---- EXTRACTED ENTRIES

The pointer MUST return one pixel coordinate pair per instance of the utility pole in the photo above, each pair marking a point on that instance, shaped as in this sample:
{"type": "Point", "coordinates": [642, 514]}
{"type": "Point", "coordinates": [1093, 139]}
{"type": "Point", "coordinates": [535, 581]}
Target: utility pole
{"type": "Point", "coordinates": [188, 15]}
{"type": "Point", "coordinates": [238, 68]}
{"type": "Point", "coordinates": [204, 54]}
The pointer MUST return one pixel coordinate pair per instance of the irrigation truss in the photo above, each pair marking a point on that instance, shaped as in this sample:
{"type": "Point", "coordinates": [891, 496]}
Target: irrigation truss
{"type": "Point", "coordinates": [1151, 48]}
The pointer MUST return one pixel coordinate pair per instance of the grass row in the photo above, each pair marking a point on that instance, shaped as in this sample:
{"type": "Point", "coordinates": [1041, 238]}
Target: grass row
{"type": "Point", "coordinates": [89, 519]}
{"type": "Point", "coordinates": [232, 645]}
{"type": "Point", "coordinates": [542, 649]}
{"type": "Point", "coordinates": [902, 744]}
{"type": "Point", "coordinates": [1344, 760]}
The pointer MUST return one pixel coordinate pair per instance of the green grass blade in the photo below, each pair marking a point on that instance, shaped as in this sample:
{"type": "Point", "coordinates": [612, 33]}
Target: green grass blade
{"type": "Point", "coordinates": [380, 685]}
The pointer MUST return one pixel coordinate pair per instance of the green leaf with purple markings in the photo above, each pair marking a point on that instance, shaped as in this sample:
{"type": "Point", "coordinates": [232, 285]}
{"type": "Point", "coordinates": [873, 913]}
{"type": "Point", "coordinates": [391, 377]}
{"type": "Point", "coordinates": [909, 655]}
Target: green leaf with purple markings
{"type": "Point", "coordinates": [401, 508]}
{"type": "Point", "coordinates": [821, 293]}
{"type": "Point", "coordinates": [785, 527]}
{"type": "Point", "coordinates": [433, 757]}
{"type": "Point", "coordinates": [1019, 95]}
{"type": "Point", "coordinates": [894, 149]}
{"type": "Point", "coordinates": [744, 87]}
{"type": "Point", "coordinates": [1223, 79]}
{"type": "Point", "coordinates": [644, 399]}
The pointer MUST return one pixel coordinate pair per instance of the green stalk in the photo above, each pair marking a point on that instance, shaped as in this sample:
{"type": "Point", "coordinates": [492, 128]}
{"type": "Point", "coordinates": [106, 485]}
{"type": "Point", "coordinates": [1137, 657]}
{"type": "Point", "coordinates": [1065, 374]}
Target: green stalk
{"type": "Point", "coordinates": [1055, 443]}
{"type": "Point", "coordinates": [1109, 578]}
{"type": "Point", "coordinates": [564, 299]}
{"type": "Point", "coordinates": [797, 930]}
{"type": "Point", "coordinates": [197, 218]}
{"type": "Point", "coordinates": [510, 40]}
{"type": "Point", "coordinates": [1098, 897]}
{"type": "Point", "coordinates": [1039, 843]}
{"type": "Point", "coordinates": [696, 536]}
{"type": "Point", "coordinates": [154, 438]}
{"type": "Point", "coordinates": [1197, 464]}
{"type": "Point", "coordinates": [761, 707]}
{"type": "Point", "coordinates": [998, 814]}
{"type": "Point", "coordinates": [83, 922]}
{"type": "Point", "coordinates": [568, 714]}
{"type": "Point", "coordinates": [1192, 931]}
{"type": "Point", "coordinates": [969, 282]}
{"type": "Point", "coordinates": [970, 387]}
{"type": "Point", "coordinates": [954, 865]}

--------

§ **WHAT IS REQUIRED**
Restate the material above word for word, leaving nothing out.

§ **ANSWER TO THIS EXERCISE**
The pointer MUST return one pixel coordinate pair per instance of the utility pole in the photo above, each pair marking a point on that instance, shaped as in this sample:
{"type": "Point", "coordinates": [642, 514]}
{"type": "Point", "coordinates": [1093, 139]}
{"type": "Point", "coordinates": [535, 581]}
Target: utility pole
{"type": "Point", "coordinates": [188, 15]}
{"type": "Point", "coordinates": [238, 68]}
{"type": "Point", "coordinates": [204, 54]}
The pointer MUST return one pixel coordinate pair per instance of the irrigation truss in the photo above, each pair marking a point on that instance, shaped as in this sample:
{"type": "Point", "coordinates": [891, 496]}
Target: irrigation truss
{"type": "Point", "coordinates": [1151, 48]}
The pointer MUST return one pixel coordinate pair per instance of the grass row in the photo above, each pair marking a point on that instance, shaped as in this sample:
{"type": "Point", "coordinates": [1041, 238]}
Target: grass row
{"type": "Point", "coordinates": [89, 519]}
{"type": "Point", "coordinates": [232, 645]}
{"type": "Point", "coordinates": [542, 649]}
{"type": "Point", "coordinates": [902, 744]}
{"type": "Point", "coordinates": [1344, 760]}
The pointer MUST return one pixel coordinate pair per instance of the green grass blade in the photo below, each pair marking a point on that instance, shaped as in this sample:
{"type": "Point", "coordinates": [612, 33]}
Target: green grass blade
{"type": "Point", "coordinates": [380, 685]}
The pointer MUST return one pixel coordinate pair per instance of the green leaf with purple markings in the photo above, each pair marking a point on that instance, shaped as in this sample:
{"type": "Point", "coordinates": [232, 285]}
{"type": "Point", "coordinates": [873, 913]}
{"type": "Point", "coordinates": [391, 377]}
{"type": "Point", "coordinates": [909, 655]}
Target: green leaf with purple markings
{"type": "Point", "coordinates": [401, 508]}
{"type": "Point", "coordinates": [821, 293]}
{"type": "Point", "coordinates": [785, 527]}
{"type": "Point", "coordinates": [433, 757]}
{"type": "Point", "coordinates": [1019, 95]}
{"type": "Point", "coordinates": [894, 149]}
{"type": "Point", "coordinates": [744, 87]}
{"type": "Point", "coordinates": [1223, 79]}
{"type": "Point", "coordinates": [644, 399]}
The pointer MUST return one pixel coordinate pair per instance of the green stalk in the photo above, each pair marking a point on that instance, shaped as in this sample:
{"type": "Point", "coordinates": [492, 128]}
{"type": "Point", "coordinates": [106, 485]}
{"type": "Point", "coordinates": [1137, 657]}
{"type": "Point", "coordinates": [1065, 374]}
Target: green stalk
{"type": "Point", "coordinates": [1055, 443]}
{"type": "Point", "coordinates": [1109, 578]}
{"type": "Point", "coordinates": [564, 299]}
{"type": "Point", "coordinates": [797, 930]}
{"type": "Point", "coordinates": [197, 218]}
{"type": "Point", "coordinates": [510, 40]}
{"type": "Point", "coordinates": [1098, 897]}
{"type": "Point", "coordinates": [1039, 843]}
{"type": "Point", "coordinates": [696, 536]}
{"type": "Point", "coordinates": [154, 438]}
{"type": "Point", "coordinates": [1197, 464]}
{"type": "Point", "coordinates": [761, 707]}
{"type": "Point", "coordinates": [998, 814]}
{"type": "Point", "coordinates": [83, 922]}
{"type": "Point", "coordinates": [568, 714]}
{"type": "Point", "coordinates": [1192, 931]}
{"type": "Point", "coordinates": [969, 282]}
{"type": "Point", "coordinates": [970, 387]}
{"type": "Point", "coordinates": [954, 865]}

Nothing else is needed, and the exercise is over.